→ TASK INPUT:
──────────────────────────────

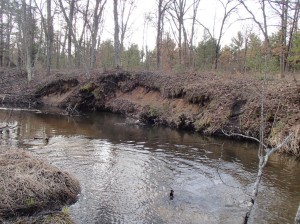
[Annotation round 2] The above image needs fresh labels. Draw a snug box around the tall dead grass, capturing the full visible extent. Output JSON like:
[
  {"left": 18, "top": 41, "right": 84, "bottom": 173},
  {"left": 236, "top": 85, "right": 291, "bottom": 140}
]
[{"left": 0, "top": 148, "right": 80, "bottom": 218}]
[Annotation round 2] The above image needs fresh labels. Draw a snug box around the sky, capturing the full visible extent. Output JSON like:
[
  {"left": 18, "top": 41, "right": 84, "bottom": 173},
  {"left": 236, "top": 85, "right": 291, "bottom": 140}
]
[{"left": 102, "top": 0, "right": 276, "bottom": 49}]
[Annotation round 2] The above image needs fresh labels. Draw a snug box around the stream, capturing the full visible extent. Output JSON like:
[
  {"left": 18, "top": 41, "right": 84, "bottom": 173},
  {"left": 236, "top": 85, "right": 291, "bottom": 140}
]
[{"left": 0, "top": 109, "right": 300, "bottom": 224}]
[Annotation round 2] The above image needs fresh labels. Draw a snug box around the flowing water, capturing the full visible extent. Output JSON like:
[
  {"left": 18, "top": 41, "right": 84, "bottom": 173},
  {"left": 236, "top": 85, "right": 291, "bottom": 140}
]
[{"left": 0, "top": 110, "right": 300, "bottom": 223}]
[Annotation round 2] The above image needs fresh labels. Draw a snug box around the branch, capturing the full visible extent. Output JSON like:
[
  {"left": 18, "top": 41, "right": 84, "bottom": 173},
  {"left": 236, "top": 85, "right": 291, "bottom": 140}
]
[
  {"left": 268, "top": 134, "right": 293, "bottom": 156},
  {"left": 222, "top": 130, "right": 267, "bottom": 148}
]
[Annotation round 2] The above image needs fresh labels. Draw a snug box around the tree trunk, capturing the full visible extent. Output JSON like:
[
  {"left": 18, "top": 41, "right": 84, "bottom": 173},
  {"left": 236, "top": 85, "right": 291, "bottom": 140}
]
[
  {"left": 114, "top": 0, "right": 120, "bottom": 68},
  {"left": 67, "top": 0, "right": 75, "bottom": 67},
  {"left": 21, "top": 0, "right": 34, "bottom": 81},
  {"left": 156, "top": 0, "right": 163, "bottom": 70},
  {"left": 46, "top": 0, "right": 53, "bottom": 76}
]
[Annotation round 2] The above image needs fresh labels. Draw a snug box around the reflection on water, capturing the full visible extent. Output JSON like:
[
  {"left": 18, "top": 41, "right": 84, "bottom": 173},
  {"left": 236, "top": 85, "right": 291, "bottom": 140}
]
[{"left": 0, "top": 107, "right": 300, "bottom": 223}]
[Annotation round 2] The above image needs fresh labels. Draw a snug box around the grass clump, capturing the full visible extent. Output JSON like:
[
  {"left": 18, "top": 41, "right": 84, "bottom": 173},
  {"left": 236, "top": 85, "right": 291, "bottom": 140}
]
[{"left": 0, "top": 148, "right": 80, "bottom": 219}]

──────────────────────────────

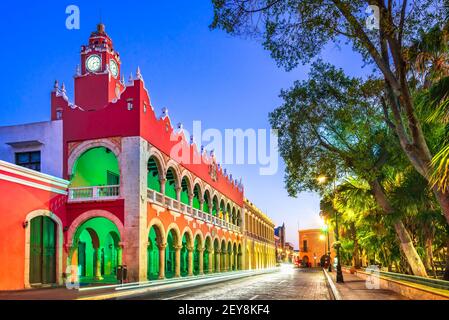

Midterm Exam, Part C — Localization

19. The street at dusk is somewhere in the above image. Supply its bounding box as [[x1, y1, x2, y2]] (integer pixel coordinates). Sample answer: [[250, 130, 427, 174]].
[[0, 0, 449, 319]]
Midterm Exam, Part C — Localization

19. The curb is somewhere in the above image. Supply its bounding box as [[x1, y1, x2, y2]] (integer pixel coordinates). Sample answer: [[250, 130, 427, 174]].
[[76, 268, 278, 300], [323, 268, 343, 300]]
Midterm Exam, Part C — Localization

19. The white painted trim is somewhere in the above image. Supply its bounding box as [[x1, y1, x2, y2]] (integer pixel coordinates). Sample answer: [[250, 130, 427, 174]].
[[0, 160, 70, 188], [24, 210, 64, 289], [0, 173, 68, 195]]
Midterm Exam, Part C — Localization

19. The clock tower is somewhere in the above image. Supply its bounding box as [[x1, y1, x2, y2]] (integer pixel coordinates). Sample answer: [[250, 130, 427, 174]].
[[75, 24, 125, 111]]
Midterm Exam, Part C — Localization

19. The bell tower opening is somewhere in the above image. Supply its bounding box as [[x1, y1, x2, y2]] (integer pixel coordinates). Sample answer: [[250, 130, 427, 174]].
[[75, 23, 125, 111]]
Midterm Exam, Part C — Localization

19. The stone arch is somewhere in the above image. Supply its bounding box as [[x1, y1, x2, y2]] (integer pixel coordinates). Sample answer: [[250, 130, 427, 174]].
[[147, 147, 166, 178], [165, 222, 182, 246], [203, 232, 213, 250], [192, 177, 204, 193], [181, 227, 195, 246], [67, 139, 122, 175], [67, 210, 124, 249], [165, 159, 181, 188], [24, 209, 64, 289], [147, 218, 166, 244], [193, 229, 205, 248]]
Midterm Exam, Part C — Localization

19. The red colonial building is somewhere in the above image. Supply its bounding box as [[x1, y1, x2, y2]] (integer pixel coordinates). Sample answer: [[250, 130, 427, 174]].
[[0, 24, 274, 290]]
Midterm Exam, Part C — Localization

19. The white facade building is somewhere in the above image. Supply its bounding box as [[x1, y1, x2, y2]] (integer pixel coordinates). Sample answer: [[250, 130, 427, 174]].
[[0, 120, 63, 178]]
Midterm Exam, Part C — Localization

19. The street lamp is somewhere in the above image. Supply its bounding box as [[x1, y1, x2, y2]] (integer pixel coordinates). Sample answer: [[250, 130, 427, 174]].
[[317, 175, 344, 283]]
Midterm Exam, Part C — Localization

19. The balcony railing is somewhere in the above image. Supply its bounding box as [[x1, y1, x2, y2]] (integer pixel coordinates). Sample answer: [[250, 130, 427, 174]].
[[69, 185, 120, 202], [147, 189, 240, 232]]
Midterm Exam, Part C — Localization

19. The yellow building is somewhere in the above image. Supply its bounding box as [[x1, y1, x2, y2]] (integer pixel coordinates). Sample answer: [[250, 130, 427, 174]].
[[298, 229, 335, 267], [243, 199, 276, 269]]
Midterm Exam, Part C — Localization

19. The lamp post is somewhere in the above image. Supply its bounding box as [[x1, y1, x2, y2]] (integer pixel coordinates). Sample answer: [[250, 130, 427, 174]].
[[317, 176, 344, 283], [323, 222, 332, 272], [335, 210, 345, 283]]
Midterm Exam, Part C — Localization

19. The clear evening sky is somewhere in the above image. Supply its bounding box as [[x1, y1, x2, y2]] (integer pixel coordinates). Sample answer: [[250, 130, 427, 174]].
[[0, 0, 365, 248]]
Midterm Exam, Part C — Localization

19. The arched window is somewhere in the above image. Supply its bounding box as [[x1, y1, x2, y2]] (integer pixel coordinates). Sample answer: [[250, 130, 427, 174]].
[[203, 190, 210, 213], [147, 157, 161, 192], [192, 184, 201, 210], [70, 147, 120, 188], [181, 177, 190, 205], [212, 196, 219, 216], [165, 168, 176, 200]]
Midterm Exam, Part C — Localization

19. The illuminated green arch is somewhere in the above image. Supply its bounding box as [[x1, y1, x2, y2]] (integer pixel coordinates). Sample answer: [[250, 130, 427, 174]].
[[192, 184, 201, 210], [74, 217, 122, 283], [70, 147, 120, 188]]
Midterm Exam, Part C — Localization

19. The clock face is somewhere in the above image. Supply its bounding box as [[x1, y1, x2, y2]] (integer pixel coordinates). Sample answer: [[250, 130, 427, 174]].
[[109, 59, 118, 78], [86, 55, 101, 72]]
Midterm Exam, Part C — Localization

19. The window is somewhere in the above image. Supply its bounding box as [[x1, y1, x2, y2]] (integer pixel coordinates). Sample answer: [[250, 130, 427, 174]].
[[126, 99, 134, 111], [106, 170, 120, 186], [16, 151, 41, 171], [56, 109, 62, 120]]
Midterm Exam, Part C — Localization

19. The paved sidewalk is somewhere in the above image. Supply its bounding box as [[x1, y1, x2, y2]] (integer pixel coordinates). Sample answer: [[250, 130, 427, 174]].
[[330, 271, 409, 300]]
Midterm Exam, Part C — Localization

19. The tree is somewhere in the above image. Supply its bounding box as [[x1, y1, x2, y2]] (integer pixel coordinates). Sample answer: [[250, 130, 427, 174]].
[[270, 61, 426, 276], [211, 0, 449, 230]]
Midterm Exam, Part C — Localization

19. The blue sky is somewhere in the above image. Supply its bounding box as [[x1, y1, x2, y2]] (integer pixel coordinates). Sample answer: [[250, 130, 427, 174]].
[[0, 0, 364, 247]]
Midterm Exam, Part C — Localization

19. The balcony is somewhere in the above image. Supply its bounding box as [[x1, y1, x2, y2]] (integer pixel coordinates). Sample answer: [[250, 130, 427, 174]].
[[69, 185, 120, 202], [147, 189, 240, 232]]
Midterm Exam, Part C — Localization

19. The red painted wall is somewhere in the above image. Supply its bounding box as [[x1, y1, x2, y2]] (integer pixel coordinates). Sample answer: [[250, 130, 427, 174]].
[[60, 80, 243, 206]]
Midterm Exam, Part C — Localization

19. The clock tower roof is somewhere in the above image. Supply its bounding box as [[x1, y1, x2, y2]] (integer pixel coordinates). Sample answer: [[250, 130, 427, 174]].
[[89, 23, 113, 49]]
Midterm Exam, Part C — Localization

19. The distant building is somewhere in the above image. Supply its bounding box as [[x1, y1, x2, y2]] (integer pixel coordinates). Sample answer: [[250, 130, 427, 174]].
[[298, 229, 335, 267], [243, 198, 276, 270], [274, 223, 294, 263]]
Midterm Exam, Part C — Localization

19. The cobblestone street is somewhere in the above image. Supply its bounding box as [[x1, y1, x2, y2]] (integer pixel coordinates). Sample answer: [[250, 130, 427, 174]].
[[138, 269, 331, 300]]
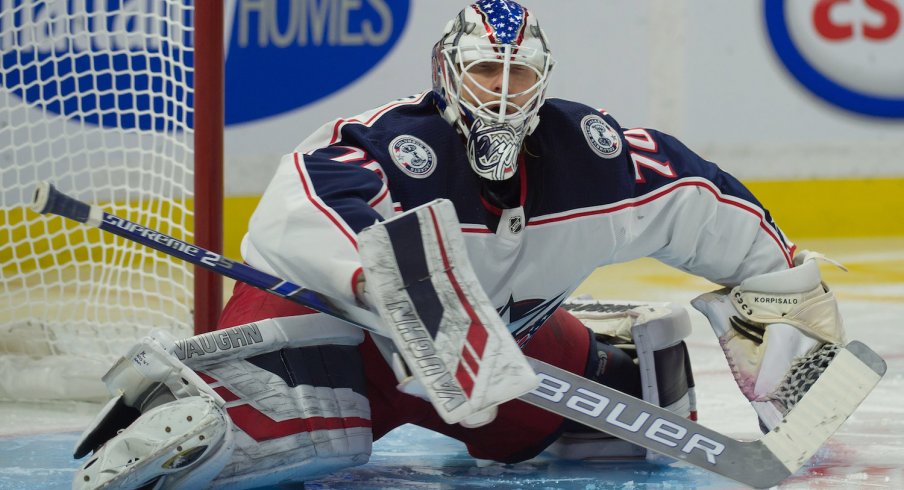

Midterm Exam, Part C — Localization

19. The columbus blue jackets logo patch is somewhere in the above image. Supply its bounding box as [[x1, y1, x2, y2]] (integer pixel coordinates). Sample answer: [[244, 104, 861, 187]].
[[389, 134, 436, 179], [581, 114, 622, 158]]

──────────────────────────────

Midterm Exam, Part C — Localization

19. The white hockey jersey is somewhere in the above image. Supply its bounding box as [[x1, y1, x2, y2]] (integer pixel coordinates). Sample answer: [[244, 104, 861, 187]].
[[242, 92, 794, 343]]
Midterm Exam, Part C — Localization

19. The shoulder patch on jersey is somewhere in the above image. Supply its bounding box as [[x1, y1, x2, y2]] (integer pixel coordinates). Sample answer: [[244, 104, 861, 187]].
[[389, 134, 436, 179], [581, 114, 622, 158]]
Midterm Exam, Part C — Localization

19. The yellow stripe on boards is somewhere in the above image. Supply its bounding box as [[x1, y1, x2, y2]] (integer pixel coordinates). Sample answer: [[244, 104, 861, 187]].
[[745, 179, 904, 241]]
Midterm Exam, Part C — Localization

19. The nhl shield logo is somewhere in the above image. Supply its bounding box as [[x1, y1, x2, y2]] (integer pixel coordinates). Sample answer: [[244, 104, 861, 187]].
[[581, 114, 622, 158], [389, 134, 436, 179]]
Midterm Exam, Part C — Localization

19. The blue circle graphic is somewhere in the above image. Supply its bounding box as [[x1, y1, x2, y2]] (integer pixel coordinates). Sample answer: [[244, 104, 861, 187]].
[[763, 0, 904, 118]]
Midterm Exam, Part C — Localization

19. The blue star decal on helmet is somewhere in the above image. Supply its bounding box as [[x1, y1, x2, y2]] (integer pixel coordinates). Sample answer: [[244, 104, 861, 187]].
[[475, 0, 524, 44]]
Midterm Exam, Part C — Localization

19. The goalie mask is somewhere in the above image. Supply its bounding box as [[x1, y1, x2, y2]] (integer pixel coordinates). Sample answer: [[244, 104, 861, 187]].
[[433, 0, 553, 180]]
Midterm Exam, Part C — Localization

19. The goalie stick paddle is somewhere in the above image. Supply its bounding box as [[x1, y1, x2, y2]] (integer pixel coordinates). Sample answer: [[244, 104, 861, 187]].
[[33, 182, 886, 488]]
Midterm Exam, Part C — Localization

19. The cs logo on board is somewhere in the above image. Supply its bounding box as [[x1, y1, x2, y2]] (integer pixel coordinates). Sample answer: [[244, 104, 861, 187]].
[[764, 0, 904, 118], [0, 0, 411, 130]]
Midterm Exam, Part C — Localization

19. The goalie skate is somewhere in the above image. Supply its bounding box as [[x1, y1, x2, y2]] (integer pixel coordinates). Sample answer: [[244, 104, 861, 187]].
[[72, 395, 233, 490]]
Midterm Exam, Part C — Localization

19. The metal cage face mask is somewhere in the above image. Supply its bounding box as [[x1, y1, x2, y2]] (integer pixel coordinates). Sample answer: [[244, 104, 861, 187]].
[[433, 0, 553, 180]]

──────────────────────────────

→ EXERCISE OBJECTIVE:
Select each line in the listing above that contains the word "lamp" and copy it out. Case counts, so only lines whose letters match in case qualify.

→ EXERCISE OUTPUT:
19. The street lamp is somewhere in the above image. Supply its bounding box as [[x1, y1, x2, y2]] (integer pixel coordinates). Sample answer: [[250, 130, 427, 174]].
19. The lamp post is somewhere in the above image. Supply its bounding box as [[x1, y1, x2, y2]] (integer pixel coordinates). Sample answer: [[250, 130, 427, 174]].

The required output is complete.